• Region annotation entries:
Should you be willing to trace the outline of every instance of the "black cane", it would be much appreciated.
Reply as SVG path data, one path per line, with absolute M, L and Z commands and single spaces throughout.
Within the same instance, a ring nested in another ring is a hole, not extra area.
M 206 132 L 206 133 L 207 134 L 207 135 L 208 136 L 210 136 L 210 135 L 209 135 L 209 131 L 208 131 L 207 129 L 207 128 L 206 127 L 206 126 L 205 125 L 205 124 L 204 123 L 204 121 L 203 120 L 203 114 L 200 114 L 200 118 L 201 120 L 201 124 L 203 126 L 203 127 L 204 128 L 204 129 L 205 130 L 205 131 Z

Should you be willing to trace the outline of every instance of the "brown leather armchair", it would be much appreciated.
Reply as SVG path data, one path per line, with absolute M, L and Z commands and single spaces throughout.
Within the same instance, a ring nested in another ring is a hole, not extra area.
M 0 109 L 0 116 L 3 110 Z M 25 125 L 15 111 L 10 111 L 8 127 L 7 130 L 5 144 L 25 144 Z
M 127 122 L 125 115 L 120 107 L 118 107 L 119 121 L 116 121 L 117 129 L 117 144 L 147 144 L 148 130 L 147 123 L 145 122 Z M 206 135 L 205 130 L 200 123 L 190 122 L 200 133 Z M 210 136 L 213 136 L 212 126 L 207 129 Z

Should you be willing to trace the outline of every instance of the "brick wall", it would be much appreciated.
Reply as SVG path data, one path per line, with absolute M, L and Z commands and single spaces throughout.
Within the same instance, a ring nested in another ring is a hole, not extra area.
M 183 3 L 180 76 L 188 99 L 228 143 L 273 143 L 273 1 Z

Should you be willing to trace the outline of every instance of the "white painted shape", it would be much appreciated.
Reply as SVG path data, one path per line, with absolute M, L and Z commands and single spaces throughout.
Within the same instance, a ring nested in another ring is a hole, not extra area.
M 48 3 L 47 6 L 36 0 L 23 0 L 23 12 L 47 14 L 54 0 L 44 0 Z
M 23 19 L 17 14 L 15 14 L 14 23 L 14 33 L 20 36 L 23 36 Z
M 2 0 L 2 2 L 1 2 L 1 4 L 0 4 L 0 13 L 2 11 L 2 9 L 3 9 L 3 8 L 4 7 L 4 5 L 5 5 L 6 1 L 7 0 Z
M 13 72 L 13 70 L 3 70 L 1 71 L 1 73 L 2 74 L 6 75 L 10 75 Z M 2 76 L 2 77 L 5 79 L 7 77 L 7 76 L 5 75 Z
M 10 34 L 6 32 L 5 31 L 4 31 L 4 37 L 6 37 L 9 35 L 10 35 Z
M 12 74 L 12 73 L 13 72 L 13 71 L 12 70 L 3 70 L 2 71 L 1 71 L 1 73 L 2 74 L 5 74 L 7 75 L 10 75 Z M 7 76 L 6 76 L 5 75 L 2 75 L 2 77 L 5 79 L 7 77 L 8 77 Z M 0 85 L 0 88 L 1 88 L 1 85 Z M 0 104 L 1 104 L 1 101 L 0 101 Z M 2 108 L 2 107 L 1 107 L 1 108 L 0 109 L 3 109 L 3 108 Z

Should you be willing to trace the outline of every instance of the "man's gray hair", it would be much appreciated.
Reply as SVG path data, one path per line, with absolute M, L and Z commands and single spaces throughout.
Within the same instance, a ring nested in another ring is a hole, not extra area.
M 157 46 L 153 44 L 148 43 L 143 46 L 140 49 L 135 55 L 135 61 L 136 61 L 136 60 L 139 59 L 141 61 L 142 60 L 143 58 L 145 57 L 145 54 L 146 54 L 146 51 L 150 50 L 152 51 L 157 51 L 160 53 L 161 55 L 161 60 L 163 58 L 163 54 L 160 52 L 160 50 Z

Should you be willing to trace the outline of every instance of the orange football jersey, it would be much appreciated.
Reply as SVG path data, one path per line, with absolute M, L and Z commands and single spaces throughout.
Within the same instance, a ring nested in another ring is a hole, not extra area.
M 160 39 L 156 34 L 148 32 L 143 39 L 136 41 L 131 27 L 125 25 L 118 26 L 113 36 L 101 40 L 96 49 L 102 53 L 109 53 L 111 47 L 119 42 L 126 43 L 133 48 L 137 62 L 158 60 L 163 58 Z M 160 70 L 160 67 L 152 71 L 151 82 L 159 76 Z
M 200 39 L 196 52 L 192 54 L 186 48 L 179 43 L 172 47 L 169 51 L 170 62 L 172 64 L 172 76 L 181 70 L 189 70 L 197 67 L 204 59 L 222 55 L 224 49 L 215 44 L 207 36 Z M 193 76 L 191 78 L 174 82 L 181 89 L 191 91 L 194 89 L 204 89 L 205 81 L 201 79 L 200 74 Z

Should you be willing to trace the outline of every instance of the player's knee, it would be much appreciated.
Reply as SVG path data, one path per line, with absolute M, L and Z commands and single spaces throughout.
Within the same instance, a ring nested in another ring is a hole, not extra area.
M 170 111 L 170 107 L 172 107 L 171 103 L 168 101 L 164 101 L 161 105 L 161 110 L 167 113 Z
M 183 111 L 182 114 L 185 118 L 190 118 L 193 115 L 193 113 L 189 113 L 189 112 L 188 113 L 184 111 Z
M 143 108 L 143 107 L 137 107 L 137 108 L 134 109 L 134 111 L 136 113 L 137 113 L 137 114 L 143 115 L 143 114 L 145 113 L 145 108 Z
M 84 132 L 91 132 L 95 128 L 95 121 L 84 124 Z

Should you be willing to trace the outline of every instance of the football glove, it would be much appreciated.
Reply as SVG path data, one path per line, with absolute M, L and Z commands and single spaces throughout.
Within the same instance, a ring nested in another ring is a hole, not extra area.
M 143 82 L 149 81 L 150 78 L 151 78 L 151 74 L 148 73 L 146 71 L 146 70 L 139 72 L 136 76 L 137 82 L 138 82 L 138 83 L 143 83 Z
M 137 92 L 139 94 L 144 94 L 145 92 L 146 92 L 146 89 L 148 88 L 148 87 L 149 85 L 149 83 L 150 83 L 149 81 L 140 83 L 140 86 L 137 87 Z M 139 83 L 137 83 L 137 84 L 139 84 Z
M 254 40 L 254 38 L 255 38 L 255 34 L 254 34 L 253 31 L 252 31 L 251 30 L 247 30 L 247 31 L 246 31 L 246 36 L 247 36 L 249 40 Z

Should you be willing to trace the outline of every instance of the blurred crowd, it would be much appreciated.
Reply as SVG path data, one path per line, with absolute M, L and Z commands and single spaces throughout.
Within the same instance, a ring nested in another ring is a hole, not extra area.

• WHAT TO WORK ON: Please repeat every item above word for word, leaving nothing out.

• SOLUTION BELOW:
Should you be willing to trace the outline of every instance of the "black cane", it would be much appreciated.
Reply as SVG path data, one path per line, with absolute M, L and Z commands and single spaces throughout.
Within the same instance, a ring nested in another ring is a hole, not extra area.
M 206 132 L 206 133 L 207 134 L 207 135 L 208 136 L 210 136 L 210 135 L 209 135 L 209 131 L 208 131 L 207 129 L 207 128 L 206 127 L 206 126 L 205 125 L 205 124 L 204 123 L 204 121 L 203 120 L 203 114 L 200 114 L 200 118 L 201 120 L 201 124 L 203 126 L 203 127 L 204 128 L 204 129 L 205 130 L 205 131 Z

Should you be willing to trace the outline of every instance of the "brown leather armchair", it would be much appreciated.
Reply as SVG path data, one path per line, with absolute M, L and Z commands and single spaces throughout.
Within the same instance, a ring nested in another ring is a hole, not extra area.
M 0 109 L 0 116 L 3 110 Z M 25 125 L 15 111 L 10 111 L 8 127 L 7 130 L 5 144 L 25 144 Z
M 127 122 L 125 115 L 120 107 L 118 107 L 119 121 L 116 121 L 117 129 L 117 144 L 147 144 L 148 130 L 147 123 L 145 122 Z M 206 135 L 205 130 L 200 123 L 190 122 L 200 133 Z M 210 136 L 213 136 L 212 126 L 207 129 Z

Should you be willing to trace the outline of every instance of the "brick wall", it would be much appreciated.
Reply as SVG path data, one path per line, with absolute M, L and Z commands and single spaces throughout.
Within the same instance, a ring nested in another ring is a hole, not extra area.
M 183 3 L 180 76 L 188 99 L 228 143 L 273 143 L 273 1 Z

Should you be willing to trace the outline of every instance of the "white painted shape", it would be much appreciated.
Reply as SVG path data, one path per line, with absolute M, L and Z commands and single spaces throughout.
Within the same instance, a ring nested in another ring is a hole, not extra area.
M 48 3 L 47 6 L 36 0 L 23 0 L 23 12 L 47 14 L 54 0 L 44 0 Z
M 23 19 L 17 14 L 15 14 L 14 23 L 14 33 L 20 36 L 23 36 Z
M 2 0 L 2 2 L 1 2 L 1 4 L 0 4 L 0 13 L 2 11 L 2 9 L 3 9 L 3 8 L 4 7 L 4 5 L 5 5 L 6 1 L 7 0 Z
M 13 72 L 13 70 L 3 70 L 1 71 L 1 73 L 2 74 L 6 75 L 10 75 Z M 2 76 L 2 77 L 5 79 L 7 77 L 7 76 L 5 75 Z
M 10 34 L 6 32 L 5 31 L 4 31 L 4 37 L 6 37 L 9 35 L 10 35 Z
M 12 74 L 12 73 L 13 72 L 13 71 L 12 70 L 3 70 L 2 71 L 1 71 L 1 73 L 2 74 L 5 74 L 7 75 L 10 75 Z M 7 76 L 6 76 L 5 75 L 2 75 L 2 77 L 5 79 L 7 77 L 8 77 Z M 0 85 L 0 88 L 1 88 L 1 85 Z M 0 104 L 1 104 L 1 101 L 0 101 Z M 2 108 L 2 107 L 1 107 L 1 108 L 0 109 L 3 109 L 3 108 Z

Should you be willing to trace the outline of every instance of the "man's gray hair", it would be much appreciated.
Reply as SVG path data, one path per line, with absolute M, L and Z commands and single spaces throughout.
Within the same instance, a ring nested in another ring is a hole, not extra area.
M 157 46 L 153 44 L 148 43 L 143 46 L 140 49 L 135 55 L 135 61 L 136 61 L 136 60 L 139 59 L 141 61 L 142 60 L 143 58 L 145 57 L 145 54 L 146 54 L 146 51 L 150 50 L 152 51 L 157 51 L 160 53 L 161 55 L 161 60 L 163 58 L 163 54 L 160 52 L 160 50 Z

Should you be willing to trace the outline of every instance of the orange football jersey, it would be much appreciated.
Reply as SVG path data, one path per line, with absolute M, L and Z commands and single spaces throughout.
Within the same instance, a ring nested in another ring is a hole, not extra area.
M 160 39 L 156 34 L 148 32 L 143 39 L 136 41 L 131 27 L 125 25 L 118 26 L 113 36 L 101 40 L 96 49 L 102 53 L 109 53 L 111 47 L 119 42 L 126 43 L 133 48 L 137 62 L 158 60 L 163 58 Z M 160 70 L 160 67 L 152 71 L 151 82 L 159 76 Z
M 200 39 L 196 52 L 192 54 L 186 48 L 179 43 L 172 47 L 169 51 L 170 62 L 172 64 L 172 76 L 181 70 L 189 70 L 197 67 L 204 59 L 222 55 L 224 49 L 215 44 L 207 36 Z M 193 76 L 191 78 L 174 82 L 181 89 L 191 91 L 194 89 L 204 89 L 205 81 L 201 79 L 200 74 Z

Should you be willing to trace the outline of every instance of the player's knee, it would be much appreciated.
Reply as SVG path data, one path per line, with absolute M, L and Z commands and single spaces throughout.
Within the same instance, a ring nested in another ring is a hole, not extra area.
M 170 111 L 170 107 L 172 107 L 171 103 L 168 101 L 164 101 L 161 105 L 161 110 L 167 113 Z
M 183 111 L 182 114 L 185 118 L 190 118 L 193 115 L 193 113 L 189 113 L 189 112 L 188 113 L 184 111 Z
M 143 108 L 143 107 L 137 107 L 137 108 L 134 109 L 134 111 L 136 113 L 137 113 L 137 114 L 143 115 L 143 114 L 145 113 L 145 108 Z
M 84 132 L 91 132 L 95 128 L 95 121 L 84 124 Z

Should you be willing to trace the outline of every instance of the football glove, it would be much appreciated.
Reply as SVG path data, one path per line, with absolute M, L and Z commands and single spaces throughout.
Within the same instance, a ring nested in another ring is a hole, not extra area.
M 143 82 L 149 81 L 150 78 L 151 78 L 151 74 L 148 73 L 146 71 L 146 70 L 139 72 L 136 76 L 137 82 L 138 82 L 138 83 L 143 83 Z
M 137 92 L 139 94 L 144 94 L 145 92 L 146 92 L 146 89 L 148 88 L 148 87 L 149 85 L 149 83 L 150 83 L 149 81 L 140 83 L 140 86 L 137 87 Z M 139 83 L 137 83 L 137 84 L 139 84 Z
M 254 40 L 254 38 L 255 38 L 255 34 L 254 34 L 253 31 L 252 31 L 251 30 L 247 30 L 247 31 L 246 31 L 246 36 L 247 36 L 249 40 Z

Should you be willing to trace the outline of every instance of the blurred crowd, it would be much appreciated.
Reply as SVG path data, one path per line, with absolute M, L and Z commands and single spaces throughout.
Within the same instance, a ring nested in another ring is a hole, not extra area.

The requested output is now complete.